Exercise requirements
Copy out each line of the material below that contains the string "positive". Case counts.
---
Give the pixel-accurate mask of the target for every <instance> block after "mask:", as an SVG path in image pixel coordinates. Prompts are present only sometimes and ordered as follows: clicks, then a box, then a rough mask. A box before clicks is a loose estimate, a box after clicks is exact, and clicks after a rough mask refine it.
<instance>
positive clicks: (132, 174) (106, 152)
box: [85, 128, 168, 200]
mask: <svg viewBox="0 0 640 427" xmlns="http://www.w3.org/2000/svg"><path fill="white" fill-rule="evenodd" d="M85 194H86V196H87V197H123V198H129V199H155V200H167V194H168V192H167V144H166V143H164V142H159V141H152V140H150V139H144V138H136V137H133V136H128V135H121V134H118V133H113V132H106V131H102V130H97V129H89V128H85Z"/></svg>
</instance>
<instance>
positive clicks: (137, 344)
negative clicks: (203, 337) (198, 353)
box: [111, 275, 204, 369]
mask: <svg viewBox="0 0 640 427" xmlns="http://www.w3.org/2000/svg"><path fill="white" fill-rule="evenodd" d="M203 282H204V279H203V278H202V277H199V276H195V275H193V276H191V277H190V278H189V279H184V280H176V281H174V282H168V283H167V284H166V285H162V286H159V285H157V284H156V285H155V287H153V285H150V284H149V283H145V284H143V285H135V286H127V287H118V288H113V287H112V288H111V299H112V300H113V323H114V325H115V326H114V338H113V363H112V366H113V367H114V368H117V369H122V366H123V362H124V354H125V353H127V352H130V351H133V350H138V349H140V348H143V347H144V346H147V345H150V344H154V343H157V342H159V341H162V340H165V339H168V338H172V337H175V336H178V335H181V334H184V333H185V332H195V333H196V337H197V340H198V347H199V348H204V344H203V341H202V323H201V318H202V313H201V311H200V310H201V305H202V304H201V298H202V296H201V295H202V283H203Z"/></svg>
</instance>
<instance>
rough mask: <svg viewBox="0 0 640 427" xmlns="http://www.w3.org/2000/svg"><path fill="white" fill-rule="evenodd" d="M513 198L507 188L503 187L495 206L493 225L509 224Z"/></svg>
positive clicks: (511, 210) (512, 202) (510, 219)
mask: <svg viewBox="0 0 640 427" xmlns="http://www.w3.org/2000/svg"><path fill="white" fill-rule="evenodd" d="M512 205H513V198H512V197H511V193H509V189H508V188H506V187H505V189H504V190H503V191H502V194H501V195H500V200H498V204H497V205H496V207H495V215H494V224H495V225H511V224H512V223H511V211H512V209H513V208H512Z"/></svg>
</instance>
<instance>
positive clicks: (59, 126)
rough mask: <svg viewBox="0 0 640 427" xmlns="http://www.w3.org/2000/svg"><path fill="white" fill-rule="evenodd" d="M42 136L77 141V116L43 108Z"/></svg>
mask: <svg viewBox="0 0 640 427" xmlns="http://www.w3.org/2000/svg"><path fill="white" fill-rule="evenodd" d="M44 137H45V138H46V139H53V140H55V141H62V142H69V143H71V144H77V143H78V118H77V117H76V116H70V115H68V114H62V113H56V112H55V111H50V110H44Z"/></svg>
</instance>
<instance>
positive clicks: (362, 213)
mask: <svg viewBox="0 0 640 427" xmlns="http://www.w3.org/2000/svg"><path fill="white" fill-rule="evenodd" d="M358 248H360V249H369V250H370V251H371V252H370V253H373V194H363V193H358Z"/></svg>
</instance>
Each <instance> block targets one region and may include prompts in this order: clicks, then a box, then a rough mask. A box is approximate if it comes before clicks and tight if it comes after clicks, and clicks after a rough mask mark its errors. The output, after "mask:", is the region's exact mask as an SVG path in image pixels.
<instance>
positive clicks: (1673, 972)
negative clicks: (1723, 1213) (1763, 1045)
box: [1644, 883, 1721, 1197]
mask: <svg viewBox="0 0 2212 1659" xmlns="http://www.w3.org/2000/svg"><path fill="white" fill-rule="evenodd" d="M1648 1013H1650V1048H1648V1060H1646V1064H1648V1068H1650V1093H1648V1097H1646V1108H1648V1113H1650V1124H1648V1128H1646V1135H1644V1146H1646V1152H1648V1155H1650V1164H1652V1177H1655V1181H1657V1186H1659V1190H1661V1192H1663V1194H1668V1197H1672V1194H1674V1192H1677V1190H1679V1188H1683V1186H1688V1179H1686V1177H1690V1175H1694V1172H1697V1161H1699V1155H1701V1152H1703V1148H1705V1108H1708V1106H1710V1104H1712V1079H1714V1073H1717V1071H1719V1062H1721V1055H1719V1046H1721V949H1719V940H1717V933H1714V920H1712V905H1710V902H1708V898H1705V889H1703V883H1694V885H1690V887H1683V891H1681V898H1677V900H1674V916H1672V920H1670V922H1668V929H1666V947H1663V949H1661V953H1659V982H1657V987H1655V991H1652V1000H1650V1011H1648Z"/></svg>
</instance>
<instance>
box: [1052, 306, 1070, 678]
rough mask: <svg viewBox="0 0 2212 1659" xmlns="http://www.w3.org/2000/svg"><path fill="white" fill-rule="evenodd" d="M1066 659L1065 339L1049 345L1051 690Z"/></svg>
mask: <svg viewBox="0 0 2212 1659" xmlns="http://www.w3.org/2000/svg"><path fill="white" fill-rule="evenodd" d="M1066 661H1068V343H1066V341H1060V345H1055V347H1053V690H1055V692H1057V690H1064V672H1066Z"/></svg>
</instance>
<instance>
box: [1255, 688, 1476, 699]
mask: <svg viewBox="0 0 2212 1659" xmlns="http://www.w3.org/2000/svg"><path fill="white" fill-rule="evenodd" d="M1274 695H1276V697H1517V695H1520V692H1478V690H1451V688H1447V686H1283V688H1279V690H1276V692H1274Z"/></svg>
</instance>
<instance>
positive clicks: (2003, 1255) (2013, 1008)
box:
---
Result of this exercise
positive clicks: (132, 174) (106, 152)
positive clicks: (137, 344)
positive clicks: (511, 210) (512, 202) (510, 219)
positive clicks: (59, 126)
positive clicks: (362, 213)
positive clicks: (1673, 972)
positive clicks: (2003, 1255) (2013, 1008)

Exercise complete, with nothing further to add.